» **Textauszug**
==================================================

Entscheidung | OLG Celle 6 U 22/20

Das Berufungsgericht weist die zulässige Berufung mangels Begründetheit zurück. Das notarielle Testament vom 04.05.2005 sei unwirksam, weil der Erblasser testierunfähig und weil das Testament sittenwidrig sei.

Ein Erblasser gilt unabhängig davon, ob für ihn ein Betreuer bestellt wurde, so lange als testierfähig, bis das Gericht von seiner Testierunfähigkeit überzeugt ist. Testierunfähig sei gemäß § 2229 Abs. 4 BGB, wer nicht in der Lage ist, sich über die Tragweite und Auswirkungen, der in einem Testament verfassten Anordnungen, ein klares Urteil zu bilden und nach diesem Urteil frei von Einflüssen etwaiger interessierter Dritter zu handeln. Die verbliebende Lebensdauer nach Errichtung des Testaments sei für die Beurteilung der Testierfähigkeit ohne Belang. Die Beklagten haben wegen der Besonderheiten des Falles die Testierfähigkeit des Erblassers zu beweisen, was ihnen nicht gelingt. Der Erblasser habe einen schweren Schlaganfall erlitten und sei jedenfalls bis Ende Januar 2005 testierunfähig gewesen. Ein Bericht vom 02.06.2005, mithin nach Testamentserrichtung, spricht von einer zeitlichen und örtlichen Desorientierung des Erblassers. Bezüglich eines luziden Interwalls bei Testamentserrichtung vertritt das Gericht die Auffassung des OLG Hamburg, welches luzide Intervalle bei chronisch-krankhaften Störungen für ausgeschlossen hält. Der Erblasser sei mithin im Zeitpunkt der Errichtung des Testaments als testierunfähig einzustufen.

Darüber hinaus sei das Testament gemäß § 138 Abs. 1 BGB sittenwidrig und damit nichtig. Abzustellen sei bei der Beurteilung der Sittenwidrigkeit auf den konkreten Einzelfall und insoweit auf die Verhältnisse zum Zeitpunkt der Vornahme des Rechtsgeschäfts. § 14 Abs. 5 HeimG sei auf das Verhältnis zwischen dem Betreuer und dem Betreuten nicht entsprechend anzuwenden, weshalb § 134 BGB nicht zur Anwendung kommt.

==================================================

» **Angezeigte Datensätze**
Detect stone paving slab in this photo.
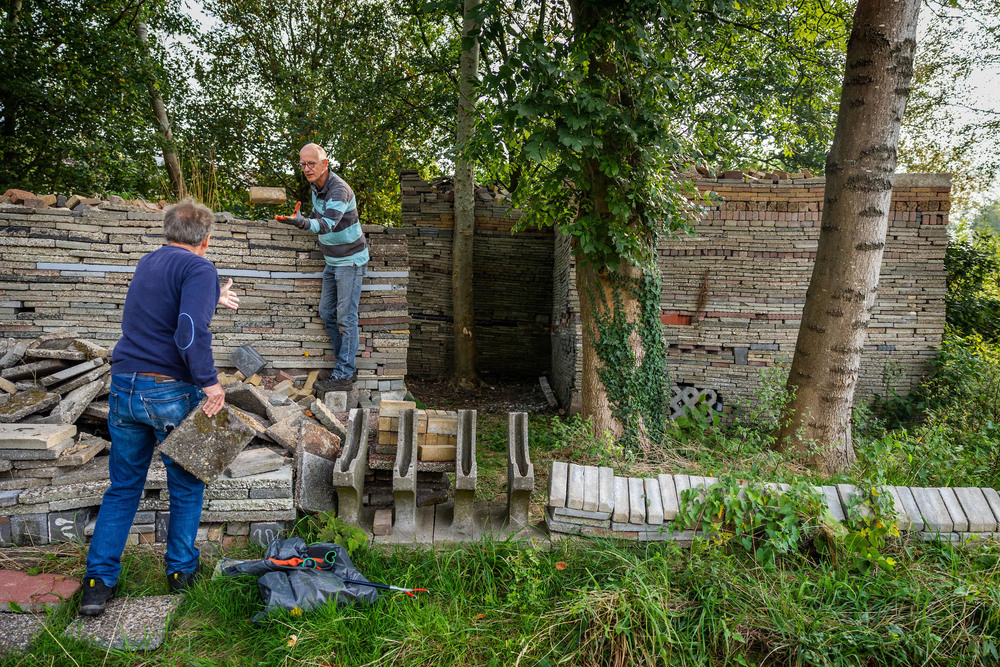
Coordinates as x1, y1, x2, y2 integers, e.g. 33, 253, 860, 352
938, 486, 969, 533
63, 595, 183, 651
549, 461, 569, 507
656, 475, 679, 521
0, 614, 45, 659
892, 486, 926, 532
910, 487, 955, 533
0, 570, 80, 612
581, 466, 601, 512
954, 487, 1000, 533
160, 399, 257, 484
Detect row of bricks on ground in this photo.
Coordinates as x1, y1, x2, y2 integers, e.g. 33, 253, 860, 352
0, 507, 288, 546
549, 461, 1000, 534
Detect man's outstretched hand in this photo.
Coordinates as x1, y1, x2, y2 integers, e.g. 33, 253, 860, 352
201, 382, 226, 417
274, 201, 309, 229
219, 278, 240, 310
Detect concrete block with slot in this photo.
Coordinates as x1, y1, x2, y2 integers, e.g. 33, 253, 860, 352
332, 404, 370, 526
452, 410, 479, 533
392, 409, 417, 534
160, 399, 257, 484
229, 345, 267, 377
507, 412, 535, 526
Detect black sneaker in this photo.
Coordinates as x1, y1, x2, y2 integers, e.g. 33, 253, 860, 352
80, 577, 115, 616
167, 572, 196, 593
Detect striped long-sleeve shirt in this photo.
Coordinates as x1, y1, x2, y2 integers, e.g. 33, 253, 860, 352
309, 171, 368, 266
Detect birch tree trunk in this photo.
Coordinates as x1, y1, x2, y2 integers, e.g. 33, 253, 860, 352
777, 0, 920, 474
451, 0, 480, 387
136, 23, 187, 200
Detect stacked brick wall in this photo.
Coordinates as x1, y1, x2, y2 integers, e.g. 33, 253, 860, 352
659, 174, 951, 402
0, 203, 409, 391
400, 171, 553, 377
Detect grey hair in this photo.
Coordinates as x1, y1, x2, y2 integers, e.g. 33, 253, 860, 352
163, 199, 215, 246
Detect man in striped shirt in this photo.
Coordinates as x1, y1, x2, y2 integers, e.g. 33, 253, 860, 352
276, 144, 368, 391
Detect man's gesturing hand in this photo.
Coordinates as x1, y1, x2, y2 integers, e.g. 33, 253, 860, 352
202, 382, 226, 417
219, 278, 240, 310
274, 201, 309, 229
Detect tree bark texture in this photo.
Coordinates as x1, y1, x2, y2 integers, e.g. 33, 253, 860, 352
136, 23, 187, 200
451, 0, 480, 386
778, 0, 920, 474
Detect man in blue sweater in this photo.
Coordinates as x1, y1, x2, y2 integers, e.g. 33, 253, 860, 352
275, 144, 368, 391
80, 201, 239, 616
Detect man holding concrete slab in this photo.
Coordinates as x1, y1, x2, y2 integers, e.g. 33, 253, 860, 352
275, 144, 368, 391
80, 200, 239, 616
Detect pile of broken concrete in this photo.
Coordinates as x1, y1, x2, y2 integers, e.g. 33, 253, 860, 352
0, 331, 347, 545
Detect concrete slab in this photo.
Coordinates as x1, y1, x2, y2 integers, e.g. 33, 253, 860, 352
954, 487, 1000, 533
41, 359, 104, 387
581, 466, 601, 512
549, 461, 569, 507
892, 486, 924, 532
656, 475, 679, 521
628, 477, 646, 524
597, 466, 615, 513
220, 447, 285, 479
910, 487, 955, 533
63, 595, 183, 651
938, 486, 969, 533
611, 477, 629, 523
0, 614, 46, 659
0, 570, 80, 613
295, 448, 335, 512
642, 477, 663, 526
566, 463, 586, 510
160, 401, 256, 484
0, 389, 59, 422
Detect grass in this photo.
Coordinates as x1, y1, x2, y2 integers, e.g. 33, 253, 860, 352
0, 541, 1000, 667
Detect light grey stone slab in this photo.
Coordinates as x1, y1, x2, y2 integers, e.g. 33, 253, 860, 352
581, 466, 601, 512
41, 359, 104, 387
938, 486, 969, 533
226, 447, 285, 479
819, 486, 847, 521
628, 477, 646, 524
892, 486, 925, 532
552, 507, 611, 521
879, 486, 913, 531
597, 466, 615, 514
910, 487, 955, 533
566, 463, 585, 510
549, 461, 569, 507
656, 475, 679, 521
63, 595, 184, 651
612, 477, 629, 523
954, 486, 1000, 533
642, 477, 663, 526
294, 448, 335, 520
980, 487, 1000, 523
836, 484, 875, 519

==================================================

» **Aufgaben**
1) Nach welcher Vorschrift ist das Testament laut Textauszug sittenwidrig und damit nichtig?
2) Fasse den Absatz des Textauszugs, der mit „Darüber hinaus sei das Testament“ beginnt, als kurze Liste zusammen.
3) Gib den Abschnitt des Textauszugs zwischen „Das Berufungsgericht weist“ und „Testament sittenwidrig sei.“ einschließlich wortgetreu wieder.
Die Datensätze spielen hierfür keine Rolle.

» **Nummerierte Antworten**
1) Nach § 138 Abs. 1 BGB.

2)
- Das Testament ist nach § 138 Abs. 1 BGB sittenwidrig und nichtig.
- Für die Sittenwidrigkeit kommt es auf den konkreten Einzelfall an, und zwar auf die Verhältnisse zum Zeitpunkt des Rechtsgeschäfts.
- § 14 Abs. 5 HeimG gilt nicht entsprechend für das Verhältnis zwischen Betreuer und Betreutem. Deshalb ist § 134 BGB nicht anwendbar.

3)
Das Berufungsgericht weist die zulässige Berufung mangels Begründetheit zurück. Das notarielle Testament vom 04.05.2005 sei unwirksam, weil der Erblasser testierunfähig und weil das Testament sittenwidrig sei.